__INSTRUCTIONS TO FOLLOW__
Collect every line of the records that contains the word "cabinet", matching case exactly.

(Items from a dataset)
--*--
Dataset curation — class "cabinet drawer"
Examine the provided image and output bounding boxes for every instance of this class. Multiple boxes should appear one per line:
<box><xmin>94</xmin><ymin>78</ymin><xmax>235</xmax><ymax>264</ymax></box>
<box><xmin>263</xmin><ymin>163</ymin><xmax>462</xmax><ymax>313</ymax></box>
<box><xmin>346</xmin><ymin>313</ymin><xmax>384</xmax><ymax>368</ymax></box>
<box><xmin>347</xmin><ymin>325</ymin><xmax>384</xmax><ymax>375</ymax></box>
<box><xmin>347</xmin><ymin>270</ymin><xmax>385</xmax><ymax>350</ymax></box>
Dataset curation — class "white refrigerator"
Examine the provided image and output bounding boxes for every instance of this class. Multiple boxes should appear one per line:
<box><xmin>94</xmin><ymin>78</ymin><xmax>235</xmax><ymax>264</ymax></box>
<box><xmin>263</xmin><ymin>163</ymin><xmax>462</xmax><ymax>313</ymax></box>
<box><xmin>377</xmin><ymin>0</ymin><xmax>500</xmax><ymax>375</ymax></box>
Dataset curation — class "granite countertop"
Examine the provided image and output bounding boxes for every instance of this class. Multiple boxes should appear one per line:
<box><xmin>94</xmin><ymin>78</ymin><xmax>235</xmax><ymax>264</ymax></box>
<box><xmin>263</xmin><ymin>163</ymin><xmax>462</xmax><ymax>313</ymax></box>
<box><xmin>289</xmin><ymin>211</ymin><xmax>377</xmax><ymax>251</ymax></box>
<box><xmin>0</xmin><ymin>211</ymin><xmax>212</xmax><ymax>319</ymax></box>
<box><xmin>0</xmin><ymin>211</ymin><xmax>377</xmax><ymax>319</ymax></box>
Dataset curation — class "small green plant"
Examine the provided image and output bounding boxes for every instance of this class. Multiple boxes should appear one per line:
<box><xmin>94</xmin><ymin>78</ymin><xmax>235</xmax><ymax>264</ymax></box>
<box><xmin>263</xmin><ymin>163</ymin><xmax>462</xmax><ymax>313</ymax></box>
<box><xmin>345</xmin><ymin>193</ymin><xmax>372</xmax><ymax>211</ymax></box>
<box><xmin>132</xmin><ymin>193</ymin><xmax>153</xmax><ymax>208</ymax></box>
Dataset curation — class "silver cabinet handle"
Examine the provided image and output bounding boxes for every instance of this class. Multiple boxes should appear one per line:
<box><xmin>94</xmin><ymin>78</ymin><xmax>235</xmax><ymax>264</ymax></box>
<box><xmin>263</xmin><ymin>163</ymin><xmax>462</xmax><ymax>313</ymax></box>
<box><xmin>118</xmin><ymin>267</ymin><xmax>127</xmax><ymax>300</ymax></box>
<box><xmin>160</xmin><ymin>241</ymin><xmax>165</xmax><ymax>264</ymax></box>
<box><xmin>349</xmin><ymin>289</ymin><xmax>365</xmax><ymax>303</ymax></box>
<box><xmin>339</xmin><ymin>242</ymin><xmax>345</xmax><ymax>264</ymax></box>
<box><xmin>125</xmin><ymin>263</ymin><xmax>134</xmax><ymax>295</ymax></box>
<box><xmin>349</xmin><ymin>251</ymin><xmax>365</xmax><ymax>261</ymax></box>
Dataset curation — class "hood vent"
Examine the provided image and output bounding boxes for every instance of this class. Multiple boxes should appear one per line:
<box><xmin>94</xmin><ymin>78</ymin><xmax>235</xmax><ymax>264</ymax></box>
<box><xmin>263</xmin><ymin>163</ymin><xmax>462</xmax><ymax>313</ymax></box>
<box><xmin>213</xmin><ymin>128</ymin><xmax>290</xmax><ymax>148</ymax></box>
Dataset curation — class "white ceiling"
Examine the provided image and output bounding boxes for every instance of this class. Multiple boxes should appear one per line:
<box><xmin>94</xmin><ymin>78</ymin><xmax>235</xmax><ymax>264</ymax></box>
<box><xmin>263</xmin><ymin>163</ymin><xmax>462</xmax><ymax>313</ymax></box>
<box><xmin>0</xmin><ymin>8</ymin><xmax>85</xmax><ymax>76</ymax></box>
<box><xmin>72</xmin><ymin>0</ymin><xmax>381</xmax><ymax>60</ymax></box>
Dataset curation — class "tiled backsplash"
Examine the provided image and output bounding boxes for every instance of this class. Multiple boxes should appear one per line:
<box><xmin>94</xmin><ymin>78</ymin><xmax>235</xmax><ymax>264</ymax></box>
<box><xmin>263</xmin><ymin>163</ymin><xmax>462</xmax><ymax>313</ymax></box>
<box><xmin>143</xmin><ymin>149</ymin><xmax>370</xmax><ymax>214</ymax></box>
--*--
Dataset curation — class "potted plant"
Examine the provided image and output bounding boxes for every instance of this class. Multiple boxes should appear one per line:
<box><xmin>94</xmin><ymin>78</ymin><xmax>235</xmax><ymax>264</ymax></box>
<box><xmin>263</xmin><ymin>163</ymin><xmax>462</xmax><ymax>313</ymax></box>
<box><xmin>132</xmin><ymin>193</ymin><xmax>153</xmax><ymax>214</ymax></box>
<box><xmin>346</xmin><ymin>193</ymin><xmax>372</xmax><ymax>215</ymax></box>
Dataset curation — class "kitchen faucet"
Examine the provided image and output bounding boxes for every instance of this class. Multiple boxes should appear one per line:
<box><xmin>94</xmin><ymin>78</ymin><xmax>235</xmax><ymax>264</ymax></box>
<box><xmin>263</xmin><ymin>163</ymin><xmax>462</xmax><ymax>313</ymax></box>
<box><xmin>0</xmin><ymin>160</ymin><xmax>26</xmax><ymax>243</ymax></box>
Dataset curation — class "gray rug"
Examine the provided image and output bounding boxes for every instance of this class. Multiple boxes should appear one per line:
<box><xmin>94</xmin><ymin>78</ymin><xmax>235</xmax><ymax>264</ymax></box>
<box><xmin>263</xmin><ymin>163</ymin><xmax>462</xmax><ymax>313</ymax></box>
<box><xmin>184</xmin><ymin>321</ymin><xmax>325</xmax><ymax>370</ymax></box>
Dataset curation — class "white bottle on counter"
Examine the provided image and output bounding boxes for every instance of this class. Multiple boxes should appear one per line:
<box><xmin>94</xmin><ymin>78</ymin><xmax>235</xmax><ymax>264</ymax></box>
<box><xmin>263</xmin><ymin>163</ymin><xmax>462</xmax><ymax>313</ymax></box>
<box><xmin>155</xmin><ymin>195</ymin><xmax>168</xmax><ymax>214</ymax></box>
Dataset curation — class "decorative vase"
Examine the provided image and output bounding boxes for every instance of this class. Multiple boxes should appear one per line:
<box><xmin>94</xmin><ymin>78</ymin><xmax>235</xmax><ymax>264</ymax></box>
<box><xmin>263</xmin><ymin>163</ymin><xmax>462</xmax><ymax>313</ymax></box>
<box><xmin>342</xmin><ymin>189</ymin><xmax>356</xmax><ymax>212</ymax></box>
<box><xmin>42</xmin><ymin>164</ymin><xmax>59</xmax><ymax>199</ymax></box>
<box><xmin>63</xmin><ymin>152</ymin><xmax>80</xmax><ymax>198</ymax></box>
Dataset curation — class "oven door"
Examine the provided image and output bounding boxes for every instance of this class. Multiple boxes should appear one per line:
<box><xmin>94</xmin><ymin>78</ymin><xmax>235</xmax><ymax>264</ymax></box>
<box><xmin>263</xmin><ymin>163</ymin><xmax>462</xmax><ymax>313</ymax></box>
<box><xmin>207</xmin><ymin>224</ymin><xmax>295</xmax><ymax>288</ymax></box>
--*--
__COMPLETE RESPONSE__
Dataset curation — class "cabinet drawer"
Dataset curation — class "silver cabinet handle"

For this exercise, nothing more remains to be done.